Stated goal: Can you update the rows below so that each "Reviewer note" becomes "Annotator note", with everything else unchanged and the pictures left out?

Start of Dataset

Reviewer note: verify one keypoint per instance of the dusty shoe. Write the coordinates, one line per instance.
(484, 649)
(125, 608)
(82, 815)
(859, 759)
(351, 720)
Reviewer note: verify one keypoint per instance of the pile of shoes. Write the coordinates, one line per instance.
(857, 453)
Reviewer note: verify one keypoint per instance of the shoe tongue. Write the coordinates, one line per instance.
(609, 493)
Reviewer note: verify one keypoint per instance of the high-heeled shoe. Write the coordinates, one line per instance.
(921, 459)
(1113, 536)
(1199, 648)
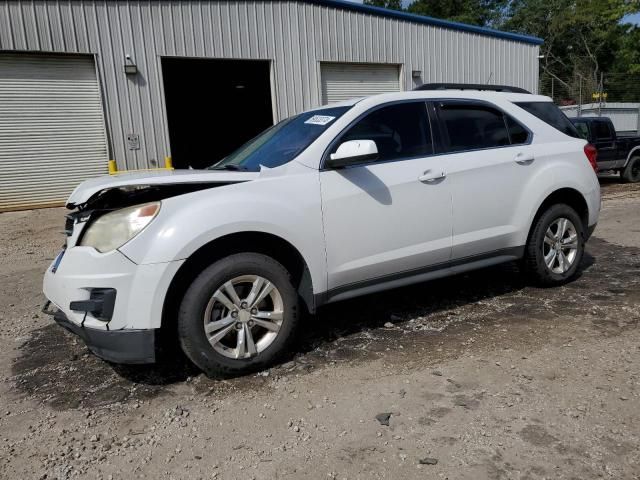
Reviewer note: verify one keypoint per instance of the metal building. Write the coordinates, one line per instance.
(84, 81)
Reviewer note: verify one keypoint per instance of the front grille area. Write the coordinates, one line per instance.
(68, 224)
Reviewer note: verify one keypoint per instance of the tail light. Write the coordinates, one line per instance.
(592, 155)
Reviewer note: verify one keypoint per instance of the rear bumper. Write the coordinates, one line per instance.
(118, 346)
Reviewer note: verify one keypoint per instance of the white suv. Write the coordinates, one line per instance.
(345, 200)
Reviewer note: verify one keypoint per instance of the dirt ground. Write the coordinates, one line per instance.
(484, 377)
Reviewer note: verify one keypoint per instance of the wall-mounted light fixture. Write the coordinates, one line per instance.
(130, 68)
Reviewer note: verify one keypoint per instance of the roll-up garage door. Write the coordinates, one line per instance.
(52, 132)
(342, 81)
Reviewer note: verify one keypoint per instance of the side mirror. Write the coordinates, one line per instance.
(353, 151)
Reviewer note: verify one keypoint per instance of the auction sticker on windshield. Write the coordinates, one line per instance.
(319, 120)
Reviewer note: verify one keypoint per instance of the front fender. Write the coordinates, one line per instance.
(287, 207)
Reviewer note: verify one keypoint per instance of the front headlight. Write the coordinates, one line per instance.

End of Dataset

Problem solution:
Annotator note: verify one keypoint per instance of the dusty shoe. Write the coordinates, one line per instance.
(484, 649)
(125, 608)
(82, 815)
(859, 759)
(351, 720)
Annotator note: verify one keypoint per instance of the pile of shoes. Write the coordinates, one line per instance.
(857, 453)
Annotator note: verify one keypoint per instance of the shoe tongue. Write the coordinates, one line per instance.
(609, 493)
Annotator note: verify one keypoint per instance of the high-heeled shoe. Write the coordinates, one line per instance.
(921, 459)
(1113, 536)
(1199, 648)
Annotator note: verify one keypoint per instance of the metal building. Write the coordinates, one line per instance.
(84, 81)
Annotator note: verify one keypoint per instance of the front grille area. Write the coordinates, one line per instance.
(68, 224)
Annotator note: verify one keypoint per instance of the tail light. Write the coordinates, one line per instance.
(592, 155)
Annotator note: verify one keypoint per instance of the rear bumper. Write the coordinates, one line per instance.
(118, 346)
Annotator note: verify one keypoint per instance of the white suv. Write the coordinates, one line per instance.
(345, 200)
Annotator note: verify one keypoint per instance of the dirt ground. Write the coordinates, one line per instance.
(484, 377)
Annotator note: verify one keypoint per instance of the wall-mounted light fixture. Write the coordinates, one line per instance.
(130, 68)
Annotator note: verify one keypoint per instance of the roll-up garage door. Write the coordinates, one line per instance.
(52, 132)
(342, 81)
Annotator note: verify one keypoint per instance of the side mirror. Write the coordinates, one line per instance.
(353, 151)
Annotator note: verify one keypoint per instance of the auction sticker on windshield. Write the coordinates, one line per instance.
(319, 120)
Annotator note: verify one keypoint per instance of the front fender. Write the coordinates, one line per instance.
(287, 207)
Annotator note: verify one keypoint per instance of the front headlight. Write the coordinates, one line per instance.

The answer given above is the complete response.